◆ **Recorded information**:
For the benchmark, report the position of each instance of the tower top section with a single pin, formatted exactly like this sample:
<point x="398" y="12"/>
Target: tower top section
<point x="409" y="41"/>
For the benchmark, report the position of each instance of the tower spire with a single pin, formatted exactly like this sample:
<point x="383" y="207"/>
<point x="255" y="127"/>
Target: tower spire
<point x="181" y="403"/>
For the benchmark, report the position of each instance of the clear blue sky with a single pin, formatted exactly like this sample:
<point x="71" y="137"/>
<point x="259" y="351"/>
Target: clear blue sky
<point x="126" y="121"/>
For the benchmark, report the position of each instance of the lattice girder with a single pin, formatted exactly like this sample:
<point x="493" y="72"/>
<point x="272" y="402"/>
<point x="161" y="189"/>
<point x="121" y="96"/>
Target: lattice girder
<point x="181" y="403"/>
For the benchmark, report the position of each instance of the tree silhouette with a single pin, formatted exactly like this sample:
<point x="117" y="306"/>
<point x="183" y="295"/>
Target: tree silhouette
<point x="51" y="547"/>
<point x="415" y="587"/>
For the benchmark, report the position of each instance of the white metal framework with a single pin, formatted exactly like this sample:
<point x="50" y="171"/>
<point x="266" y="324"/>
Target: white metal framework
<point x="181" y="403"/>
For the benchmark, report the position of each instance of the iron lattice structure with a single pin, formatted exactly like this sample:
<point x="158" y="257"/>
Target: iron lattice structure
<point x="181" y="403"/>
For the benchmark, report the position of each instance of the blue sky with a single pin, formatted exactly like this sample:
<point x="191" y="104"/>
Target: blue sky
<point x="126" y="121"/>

◆ **Objective**:
Copy all the rows above, changing "single pin" to "single marker" wherever it occurs and leaving everything else the same.

◆ **Final result**:
For the benchmark, report the position of each instance of the tower top section with a single marker, formatted exactly like this sample:
<point x="398" y="12"/>
Target: tower top section
<point x="409" y="41"/>
For the benchmark, report the position of each instance of the tower spire with a single marker, formatted exactly like this sample:
<point x="383" y="207"/>
<point x="255" y="127"/>
Target: tower spire
<point x="181" y="403"/>
For the benchmark, report the position of each instance of the clear blue sky with a single marker, formatted exactly like this sample:
<point x="71" y="137"/>
<point x="259" y="351"/>
Target: clear blue sky
<point x="126" y="121"/>
For the benchmark, report the position of each instance of the lattice girder with a single marker, formatted exactly like this sample:
<point x="493" y="72"/>
<point x="272" y="402"/>
<point x="161" y="189"/>
<point x="121" y="96"/>
Target: lattice girder
<point x="181" y="403"/>
For the benchmark, report the position of each instance of the tree silhouette with a single marker, formatted exactly like this sample:
<point x="117" y="306"/>
<point x="183" y="295"/>
Target: tree silhouette
<point x="51" y="547"/>
<point x="415" y="587"/>
For the benchmark, report the position of each instance of the white metal framework with a single marker, formatted exactly like this sample:
<point x="50" y="171"/>
<point x="266" y="324"/>
Target: white metal framework
<point x="181" y="403"/>
For the benchmark, report the position of each instance of the iron lattice structure with a single marker, formatted exactly like this sample:
<point x="158" y="257"/>
Target: iron lattice structure
<point x="181" y="403"/>
For the benchmark, report the position of each instance of the blue sky with a single marker, formatted exactly like this sample:
<point x="191" y="104"/>
Target: blue sky
<point x="126" y="121"/>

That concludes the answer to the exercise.